Given text -
Here you can stay connected and read about new testimonies from CLI students from all over the world!
I am Sitanun Chatjirarut from Thailand, and I am excited about the free ministry training opportunity at CLI. Born to a Christian family, I was a stubborn kid. I never wanted to do what my parents told me to do. I believed that I had my way, my own life, and also my faith. God is my parent’s faith, not mine. However, I can’t go against my parents in everything, so I had to go to church every Sunday since I was young with a closed heart. I never read the Bible or listened to the sermon. But, I don’t know why sometimes I felt that God exists and he is with me and takes care of me.
When I wanted something, deep down, my heart told me to pray and ask God. So, I always prayed to God. Same as with everyone’s prayers, sometimes God said yes, sometimes nope, sometimes wait. I never realized his other answers, only yes. Many times, I blamed Him and lost my hope in Him over and over again because I didn’t understand.

The task - Continue the testimony from the Thailand CLI student, Sitanun Chatjirarut, from the point where it stops.

Given material -
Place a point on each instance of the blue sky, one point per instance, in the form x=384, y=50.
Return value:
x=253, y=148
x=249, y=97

Response to this exercise -
One day at school, it was Buddhism Camping, and everyone needed to be involved. I was part of it, and somehow, I was touched by the monk’s teachings. I decided to turn myself to Buddhism and studied about Buddha’s teachings since I wanted to be a monk at that time. My mom was angry and stopped me on time.
Bad things kept going on in my life. I realized that Buddhism was not what I wanted and couldn’t fulfill my heart. I was still empty and broken as always. However, I didn’t open my heart to Jesus straight away. I just started going to church again, even though my life was up and down.
I got bullied at the schools and university. I got beaten up and cheated on by my boyfriends. My last year at the university, my Grandfather passed away one month before I finished. A year later, my father passed away the day after I started the first job in my life. So, I missed my last chance to talk to him four hours before he passed away. Then, a year later, my grandmother passed away too.
I was exhausted with my life, and I wanted to give up many times. Eventually, I had a depression disorder and needed to go to a doctor every month. I asked God, “If you exist, why me? Why did all of this happen to me? Did you abandon me like this? Why leave me slowly dying?”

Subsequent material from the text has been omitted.